Copy the rows from the line with "Objective — for every instance of the traffic" to the line with "[[128, 269]]", changing "traffic light pole" to "street sign pole" and leaving everything else as it is.

===============

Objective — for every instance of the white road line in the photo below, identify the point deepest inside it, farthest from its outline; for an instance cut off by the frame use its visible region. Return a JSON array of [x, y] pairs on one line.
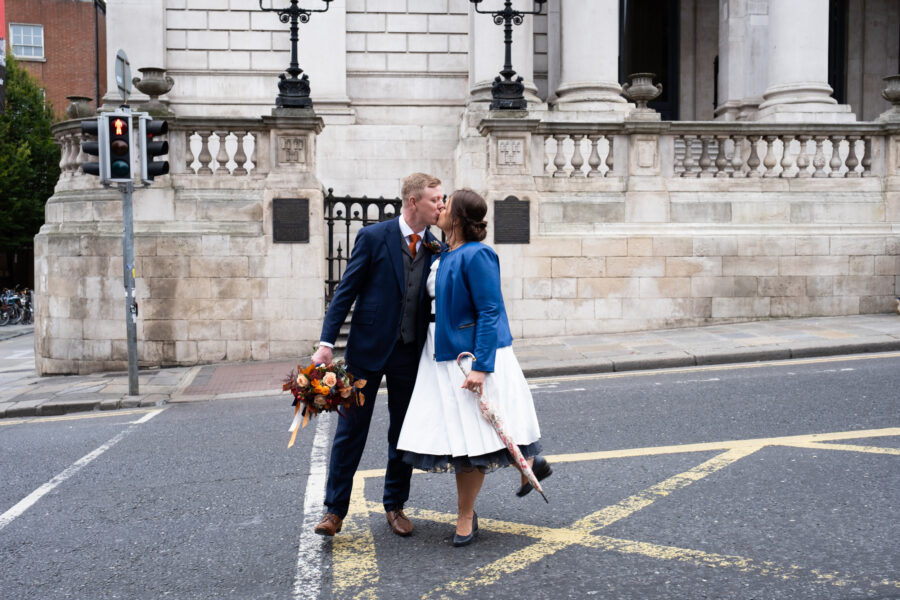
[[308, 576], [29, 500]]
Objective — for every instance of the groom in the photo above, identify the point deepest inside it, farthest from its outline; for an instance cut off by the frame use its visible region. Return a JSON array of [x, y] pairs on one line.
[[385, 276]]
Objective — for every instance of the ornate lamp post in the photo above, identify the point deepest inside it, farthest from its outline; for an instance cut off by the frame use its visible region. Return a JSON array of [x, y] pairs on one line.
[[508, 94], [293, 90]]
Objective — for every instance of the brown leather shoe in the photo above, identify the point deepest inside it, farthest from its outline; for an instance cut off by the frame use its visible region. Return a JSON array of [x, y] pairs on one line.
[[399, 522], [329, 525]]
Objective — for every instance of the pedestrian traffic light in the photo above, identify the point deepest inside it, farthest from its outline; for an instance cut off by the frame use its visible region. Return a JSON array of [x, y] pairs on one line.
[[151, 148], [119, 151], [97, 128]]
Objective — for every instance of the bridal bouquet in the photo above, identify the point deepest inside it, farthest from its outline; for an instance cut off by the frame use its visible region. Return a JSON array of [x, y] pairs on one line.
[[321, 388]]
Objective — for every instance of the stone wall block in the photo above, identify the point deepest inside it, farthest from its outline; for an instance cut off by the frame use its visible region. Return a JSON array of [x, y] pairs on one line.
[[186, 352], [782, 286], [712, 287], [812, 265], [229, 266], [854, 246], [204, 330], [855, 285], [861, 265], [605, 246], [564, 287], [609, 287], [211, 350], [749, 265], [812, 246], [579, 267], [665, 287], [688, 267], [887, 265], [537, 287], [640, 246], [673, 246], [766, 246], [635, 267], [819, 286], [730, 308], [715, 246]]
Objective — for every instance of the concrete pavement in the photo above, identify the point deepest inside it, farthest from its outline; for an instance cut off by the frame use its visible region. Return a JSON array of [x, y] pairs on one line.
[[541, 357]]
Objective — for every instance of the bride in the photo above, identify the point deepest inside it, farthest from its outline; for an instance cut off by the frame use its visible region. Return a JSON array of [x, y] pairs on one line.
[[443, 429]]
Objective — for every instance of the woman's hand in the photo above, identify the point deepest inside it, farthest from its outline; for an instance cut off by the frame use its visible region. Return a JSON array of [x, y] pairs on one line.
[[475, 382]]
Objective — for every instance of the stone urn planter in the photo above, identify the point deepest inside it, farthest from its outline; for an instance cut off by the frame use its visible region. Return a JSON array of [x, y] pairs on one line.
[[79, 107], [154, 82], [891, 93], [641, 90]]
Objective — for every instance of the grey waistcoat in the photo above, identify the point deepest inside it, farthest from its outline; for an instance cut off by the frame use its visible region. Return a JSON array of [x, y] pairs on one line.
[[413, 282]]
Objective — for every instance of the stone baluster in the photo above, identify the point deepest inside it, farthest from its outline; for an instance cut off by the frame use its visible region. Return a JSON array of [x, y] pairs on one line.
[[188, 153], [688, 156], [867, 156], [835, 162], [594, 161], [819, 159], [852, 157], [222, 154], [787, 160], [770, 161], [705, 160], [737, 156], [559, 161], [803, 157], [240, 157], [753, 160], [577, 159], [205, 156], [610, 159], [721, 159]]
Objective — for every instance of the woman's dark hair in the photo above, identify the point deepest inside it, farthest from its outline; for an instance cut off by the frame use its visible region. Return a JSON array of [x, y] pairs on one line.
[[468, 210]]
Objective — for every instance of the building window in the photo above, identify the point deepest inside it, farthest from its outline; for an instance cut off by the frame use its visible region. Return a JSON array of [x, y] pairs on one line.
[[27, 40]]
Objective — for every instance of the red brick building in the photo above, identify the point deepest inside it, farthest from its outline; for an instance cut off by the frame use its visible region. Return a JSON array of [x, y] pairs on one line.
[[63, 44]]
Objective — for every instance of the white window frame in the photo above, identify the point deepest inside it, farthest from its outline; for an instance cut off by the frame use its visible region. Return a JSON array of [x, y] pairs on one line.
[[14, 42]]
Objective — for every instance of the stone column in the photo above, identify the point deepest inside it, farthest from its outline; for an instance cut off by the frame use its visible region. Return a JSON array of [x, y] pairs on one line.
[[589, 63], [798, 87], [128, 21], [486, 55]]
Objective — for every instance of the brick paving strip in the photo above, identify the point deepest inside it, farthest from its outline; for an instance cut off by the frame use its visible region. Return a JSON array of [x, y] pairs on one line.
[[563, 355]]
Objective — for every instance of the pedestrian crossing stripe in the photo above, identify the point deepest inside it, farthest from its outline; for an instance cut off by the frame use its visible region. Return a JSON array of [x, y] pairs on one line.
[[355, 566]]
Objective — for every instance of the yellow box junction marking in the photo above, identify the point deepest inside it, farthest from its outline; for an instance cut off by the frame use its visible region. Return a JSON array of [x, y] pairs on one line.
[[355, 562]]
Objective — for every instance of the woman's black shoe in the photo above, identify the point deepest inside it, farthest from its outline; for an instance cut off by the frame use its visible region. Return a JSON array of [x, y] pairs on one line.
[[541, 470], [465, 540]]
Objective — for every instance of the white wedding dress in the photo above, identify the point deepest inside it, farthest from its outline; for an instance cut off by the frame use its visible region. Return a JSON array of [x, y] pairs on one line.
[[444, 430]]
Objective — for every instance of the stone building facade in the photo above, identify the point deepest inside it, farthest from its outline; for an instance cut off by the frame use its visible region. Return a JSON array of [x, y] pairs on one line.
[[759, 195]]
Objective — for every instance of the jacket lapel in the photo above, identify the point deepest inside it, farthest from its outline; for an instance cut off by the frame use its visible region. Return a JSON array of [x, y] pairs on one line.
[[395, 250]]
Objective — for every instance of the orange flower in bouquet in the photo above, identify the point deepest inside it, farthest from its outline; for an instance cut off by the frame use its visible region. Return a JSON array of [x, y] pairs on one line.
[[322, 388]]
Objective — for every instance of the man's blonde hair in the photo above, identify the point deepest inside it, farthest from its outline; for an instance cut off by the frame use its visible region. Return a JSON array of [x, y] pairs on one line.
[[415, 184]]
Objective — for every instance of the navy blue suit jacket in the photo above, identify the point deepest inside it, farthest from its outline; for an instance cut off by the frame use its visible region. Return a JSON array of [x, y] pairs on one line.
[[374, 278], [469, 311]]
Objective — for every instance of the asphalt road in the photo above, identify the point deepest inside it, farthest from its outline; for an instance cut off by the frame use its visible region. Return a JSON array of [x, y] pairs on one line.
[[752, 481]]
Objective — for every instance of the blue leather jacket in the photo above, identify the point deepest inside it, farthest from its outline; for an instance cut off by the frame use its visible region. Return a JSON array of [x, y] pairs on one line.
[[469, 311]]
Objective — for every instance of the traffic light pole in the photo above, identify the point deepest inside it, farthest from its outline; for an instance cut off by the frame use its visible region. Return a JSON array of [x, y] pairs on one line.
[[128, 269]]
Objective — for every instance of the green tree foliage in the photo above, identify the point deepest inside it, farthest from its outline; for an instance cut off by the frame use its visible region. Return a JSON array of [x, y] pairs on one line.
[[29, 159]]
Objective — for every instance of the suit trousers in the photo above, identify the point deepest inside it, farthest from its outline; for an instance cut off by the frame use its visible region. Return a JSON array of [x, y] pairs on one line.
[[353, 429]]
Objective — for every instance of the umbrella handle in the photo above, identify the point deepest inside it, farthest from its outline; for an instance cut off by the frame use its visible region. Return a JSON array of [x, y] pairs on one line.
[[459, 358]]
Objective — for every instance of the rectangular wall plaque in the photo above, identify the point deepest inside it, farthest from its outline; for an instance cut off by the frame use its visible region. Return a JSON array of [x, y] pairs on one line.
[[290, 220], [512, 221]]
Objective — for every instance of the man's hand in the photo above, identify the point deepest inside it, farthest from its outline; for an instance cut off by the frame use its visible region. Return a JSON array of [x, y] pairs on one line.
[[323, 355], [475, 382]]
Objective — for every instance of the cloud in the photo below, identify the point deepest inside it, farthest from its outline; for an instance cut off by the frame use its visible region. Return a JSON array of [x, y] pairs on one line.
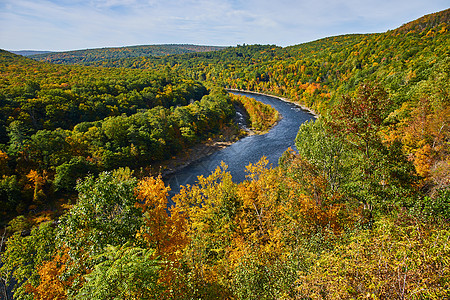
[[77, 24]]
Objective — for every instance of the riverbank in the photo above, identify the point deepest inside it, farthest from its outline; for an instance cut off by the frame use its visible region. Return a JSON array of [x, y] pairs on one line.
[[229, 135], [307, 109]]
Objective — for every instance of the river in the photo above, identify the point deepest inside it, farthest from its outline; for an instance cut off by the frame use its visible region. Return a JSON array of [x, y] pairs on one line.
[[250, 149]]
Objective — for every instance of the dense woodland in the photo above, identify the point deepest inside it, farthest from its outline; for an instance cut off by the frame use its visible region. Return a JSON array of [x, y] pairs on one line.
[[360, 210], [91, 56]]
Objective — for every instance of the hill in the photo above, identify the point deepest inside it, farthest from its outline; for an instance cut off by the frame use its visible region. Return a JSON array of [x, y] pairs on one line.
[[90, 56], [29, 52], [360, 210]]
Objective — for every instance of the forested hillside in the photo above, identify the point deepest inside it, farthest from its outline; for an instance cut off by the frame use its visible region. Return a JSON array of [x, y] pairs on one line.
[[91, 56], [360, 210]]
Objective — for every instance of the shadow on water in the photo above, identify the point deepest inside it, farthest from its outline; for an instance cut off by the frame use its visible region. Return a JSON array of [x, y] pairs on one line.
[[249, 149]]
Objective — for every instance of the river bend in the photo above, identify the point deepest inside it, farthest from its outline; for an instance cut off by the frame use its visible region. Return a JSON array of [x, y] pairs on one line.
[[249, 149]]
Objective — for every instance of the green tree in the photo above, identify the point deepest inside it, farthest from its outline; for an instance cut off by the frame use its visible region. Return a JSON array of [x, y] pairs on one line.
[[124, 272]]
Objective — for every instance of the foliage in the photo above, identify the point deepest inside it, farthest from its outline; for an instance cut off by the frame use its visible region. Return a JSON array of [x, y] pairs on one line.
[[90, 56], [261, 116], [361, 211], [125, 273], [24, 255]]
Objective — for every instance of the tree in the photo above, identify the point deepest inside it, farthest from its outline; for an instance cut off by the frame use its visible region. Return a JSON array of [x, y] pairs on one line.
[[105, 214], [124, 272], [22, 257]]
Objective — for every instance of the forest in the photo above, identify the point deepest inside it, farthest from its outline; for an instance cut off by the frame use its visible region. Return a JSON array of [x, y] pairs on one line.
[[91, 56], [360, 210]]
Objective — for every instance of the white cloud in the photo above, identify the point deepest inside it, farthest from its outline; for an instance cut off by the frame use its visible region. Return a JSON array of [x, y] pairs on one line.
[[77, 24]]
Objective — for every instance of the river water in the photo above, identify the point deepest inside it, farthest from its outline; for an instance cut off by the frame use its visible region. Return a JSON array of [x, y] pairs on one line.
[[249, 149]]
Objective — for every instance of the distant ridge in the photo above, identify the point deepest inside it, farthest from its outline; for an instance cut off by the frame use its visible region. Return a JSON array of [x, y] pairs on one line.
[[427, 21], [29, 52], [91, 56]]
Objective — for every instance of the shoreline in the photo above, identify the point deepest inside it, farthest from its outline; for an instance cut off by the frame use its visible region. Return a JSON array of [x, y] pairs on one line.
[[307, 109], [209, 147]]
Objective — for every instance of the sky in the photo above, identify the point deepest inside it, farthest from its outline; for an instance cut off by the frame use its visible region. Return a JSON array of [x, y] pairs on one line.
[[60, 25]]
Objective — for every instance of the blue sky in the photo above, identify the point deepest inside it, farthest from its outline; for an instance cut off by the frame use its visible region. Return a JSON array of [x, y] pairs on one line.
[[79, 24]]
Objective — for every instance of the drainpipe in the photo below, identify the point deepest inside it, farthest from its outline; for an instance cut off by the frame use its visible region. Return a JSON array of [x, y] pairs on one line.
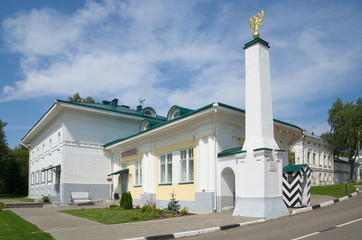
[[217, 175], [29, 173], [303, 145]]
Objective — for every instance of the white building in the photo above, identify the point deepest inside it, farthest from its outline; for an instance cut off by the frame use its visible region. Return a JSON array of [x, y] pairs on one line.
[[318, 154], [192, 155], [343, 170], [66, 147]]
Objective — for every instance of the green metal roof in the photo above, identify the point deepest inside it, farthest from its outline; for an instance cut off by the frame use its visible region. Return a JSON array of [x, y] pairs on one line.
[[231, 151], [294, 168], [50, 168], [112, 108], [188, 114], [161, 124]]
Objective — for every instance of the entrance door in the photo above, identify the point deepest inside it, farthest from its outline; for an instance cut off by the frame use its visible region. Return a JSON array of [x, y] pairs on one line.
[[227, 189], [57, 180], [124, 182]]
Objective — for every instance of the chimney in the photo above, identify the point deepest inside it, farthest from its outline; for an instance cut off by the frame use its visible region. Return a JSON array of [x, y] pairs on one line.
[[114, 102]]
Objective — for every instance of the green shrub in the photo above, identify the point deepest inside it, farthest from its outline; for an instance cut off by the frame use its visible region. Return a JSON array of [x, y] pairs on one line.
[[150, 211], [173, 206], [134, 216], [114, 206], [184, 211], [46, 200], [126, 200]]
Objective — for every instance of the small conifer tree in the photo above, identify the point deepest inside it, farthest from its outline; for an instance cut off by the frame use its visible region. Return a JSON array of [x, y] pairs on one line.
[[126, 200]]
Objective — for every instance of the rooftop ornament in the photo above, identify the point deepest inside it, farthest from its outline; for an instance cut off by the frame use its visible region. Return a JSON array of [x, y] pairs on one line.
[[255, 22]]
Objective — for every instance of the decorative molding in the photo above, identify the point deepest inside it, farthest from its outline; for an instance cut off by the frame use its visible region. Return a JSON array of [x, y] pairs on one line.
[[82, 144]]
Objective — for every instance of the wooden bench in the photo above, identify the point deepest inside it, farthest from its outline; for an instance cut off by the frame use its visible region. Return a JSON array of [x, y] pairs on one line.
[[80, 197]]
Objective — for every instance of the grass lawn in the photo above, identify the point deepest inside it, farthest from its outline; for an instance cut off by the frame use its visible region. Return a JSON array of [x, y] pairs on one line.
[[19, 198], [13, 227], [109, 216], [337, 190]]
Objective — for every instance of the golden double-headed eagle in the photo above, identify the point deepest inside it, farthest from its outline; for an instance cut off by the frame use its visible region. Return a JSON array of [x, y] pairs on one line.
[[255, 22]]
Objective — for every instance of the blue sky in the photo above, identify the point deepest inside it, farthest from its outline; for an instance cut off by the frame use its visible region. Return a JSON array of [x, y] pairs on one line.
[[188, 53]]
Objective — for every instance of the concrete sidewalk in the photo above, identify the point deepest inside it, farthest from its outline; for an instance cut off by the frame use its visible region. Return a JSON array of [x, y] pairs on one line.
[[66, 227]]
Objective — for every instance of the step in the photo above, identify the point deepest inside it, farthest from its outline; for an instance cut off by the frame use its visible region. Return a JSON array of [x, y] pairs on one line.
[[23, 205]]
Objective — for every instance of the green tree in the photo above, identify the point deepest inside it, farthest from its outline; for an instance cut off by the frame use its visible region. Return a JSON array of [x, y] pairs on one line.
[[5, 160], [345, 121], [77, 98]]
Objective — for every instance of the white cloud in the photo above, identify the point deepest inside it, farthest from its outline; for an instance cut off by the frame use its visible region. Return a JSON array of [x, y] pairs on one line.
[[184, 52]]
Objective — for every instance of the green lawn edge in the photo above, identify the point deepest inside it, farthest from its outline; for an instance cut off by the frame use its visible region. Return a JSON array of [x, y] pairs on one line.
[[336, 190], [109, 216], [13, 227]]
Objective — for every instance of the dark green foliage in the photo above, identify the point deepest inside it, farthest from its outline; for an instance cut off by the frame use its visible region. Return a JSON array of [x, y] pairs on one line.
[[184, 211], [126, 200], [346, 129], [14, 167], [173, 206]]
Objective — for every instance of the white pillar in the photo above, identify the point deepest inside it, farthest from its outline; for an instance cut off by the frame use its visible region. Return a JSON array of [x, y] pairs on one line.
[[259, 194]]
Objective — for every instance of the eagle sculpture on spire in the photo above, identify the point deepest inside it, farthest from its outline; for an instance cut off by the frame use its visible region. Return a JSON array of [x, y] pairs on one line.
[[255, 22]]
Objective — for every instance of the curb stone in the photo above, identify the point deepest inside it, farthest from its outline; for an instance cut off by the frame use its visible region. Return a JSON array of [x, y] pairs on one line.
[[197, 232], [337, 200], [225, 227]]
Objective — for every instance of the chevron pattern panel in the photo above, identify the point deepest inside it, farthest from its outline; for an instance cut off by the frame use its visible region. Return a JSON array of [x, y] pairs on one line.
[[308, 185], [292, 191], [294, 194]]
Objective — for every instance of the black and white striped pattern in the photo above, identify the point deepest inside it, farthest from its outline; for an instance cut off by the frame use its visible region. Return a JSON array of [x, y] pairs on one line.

===============

> [Correct result]:
Objective — for every instance of the street sign pole in the photo above, identify the point deepest inside it, farthest from its outline; for an instance cut off by the frame use its visible region. Return a JSON array of [x, y] pairs on one line.
[[128, 269]]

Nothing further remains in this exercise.